- _Your objective_: Can you rewrite the items below with "farthest from its outline" changed to "most distant from its edge", keeping all else as it is and omitting the pictures?

- _Data to process_:

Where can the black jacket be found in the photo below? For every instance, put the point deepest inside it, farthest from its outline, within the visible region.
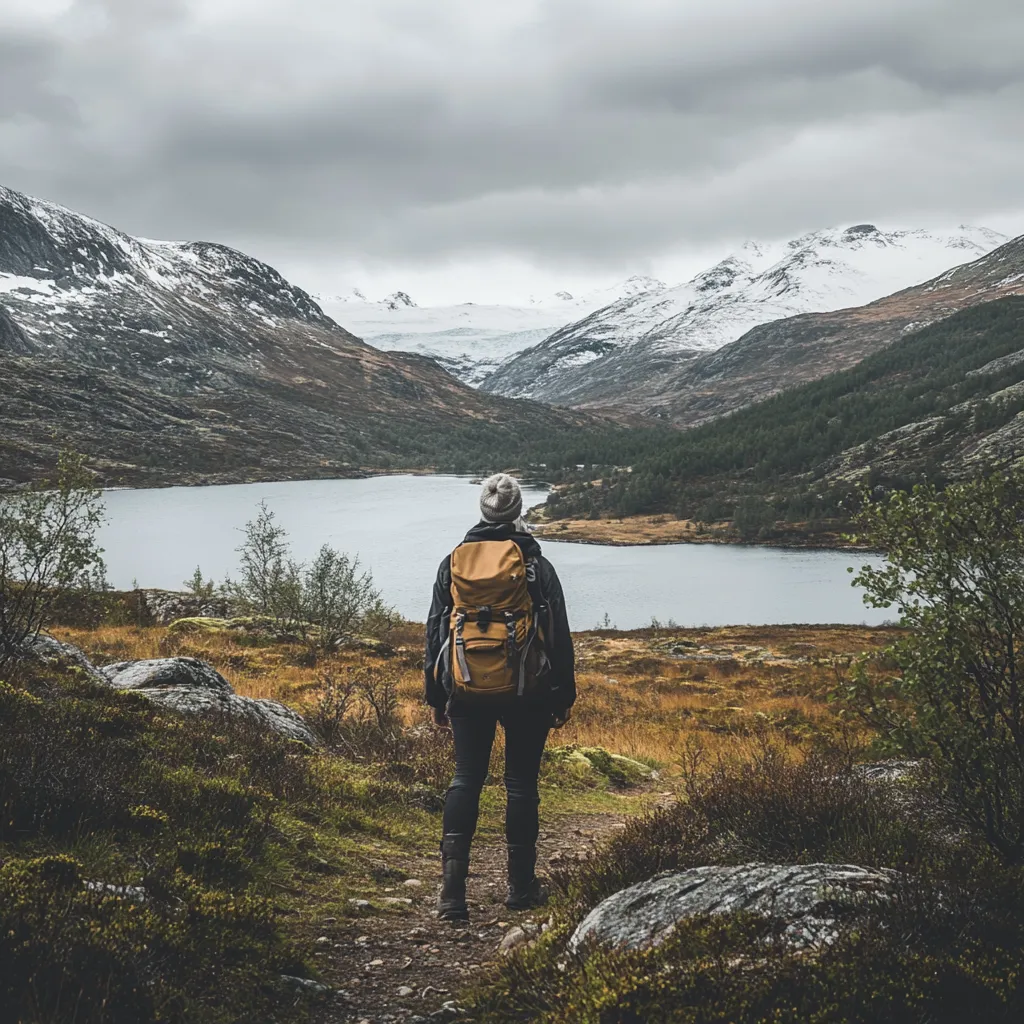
(561, 693)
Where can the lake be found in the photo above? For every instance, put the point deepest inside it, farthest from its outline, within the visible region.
(401, 526)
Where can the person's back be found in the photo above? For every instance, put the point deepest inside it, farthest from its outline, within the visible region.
(498, 650)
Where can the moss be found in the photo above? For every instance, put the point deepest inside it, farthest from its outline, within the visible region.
(946, 946)
(573, 765)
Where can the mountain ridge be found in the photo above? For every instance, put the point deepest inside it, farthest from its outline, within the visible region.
(590, 361)
(172, 363)
(469, 339)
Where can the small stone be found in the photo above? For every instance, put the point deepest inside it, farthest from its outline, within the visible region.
(306, 984)
(515, 938)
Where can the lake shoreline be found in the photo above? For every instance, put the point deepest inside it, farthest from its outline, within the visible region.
(664, 530)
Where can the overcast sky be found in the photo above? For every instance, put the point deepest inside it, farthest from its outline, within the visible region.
(483, 148)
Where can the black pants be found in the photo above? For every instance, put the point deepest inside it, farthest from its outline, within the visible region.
(525, 734)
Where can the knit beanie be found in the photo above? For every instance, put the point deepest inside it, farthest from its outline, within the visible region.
(501, 500)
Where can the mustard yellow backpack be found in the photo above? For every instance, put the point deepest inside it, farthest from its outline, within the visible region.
(496, 643)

- _Solution_:
Where can the black jacket be found in the photo below? For every instance, put the point deepest inside it, most distant from its edge, within the visible region.
(561, 693)
Where can the lake be found in the photo above? For every instance, put the point deepest inside it, most distant from its edge, within the visible region.
(401, 526)
Where can the person's back be found in the photo above? For every instance, put the point deepest inside it, most distant from its edge, within the visible region.
(498, 650)
Where can the moss be found in the photo above? For every instance, put the point deepest inside it, most distant from its edge, within the visible region.
(946, 946)
(573, 765)
Where can the mountain ridge be found in the photo above? For every instance, put the point deepest inside it, most distant from its edge, within the visible region.
(590, 361)
(172, 363)
(469, 339)
Where can the small stone be found in the photo above? For every instance, put the point deepest inside it, most distant from its edge, within the visible region.
(306, 984)
(515, 938)
Where can the lake shoreline be found in the photo above? For every instance, put the point deepest inside it, most distant from its edge, within the visible region.
(664, 530)
Where can the overcast sky be found in the photo above? For every instance, put the point deepest inside it, most distant from its edge, within the visible region.
(483, 148)
Where can the black pants be found in the photo above? For every instance, put the point deepest inside it, most distant from its edge, within the visible region.
(525, 734)
Where can the knit beanie be found in the photo above? For every instance, put the point deepest inside it, most distant from its edge, within the visible region.
(501, 500)
Where can the mustard yellow backpack be found in the photo above? For every instance, put the point deepest inside it, most distant from its edge, within the visible region.
(496, 643)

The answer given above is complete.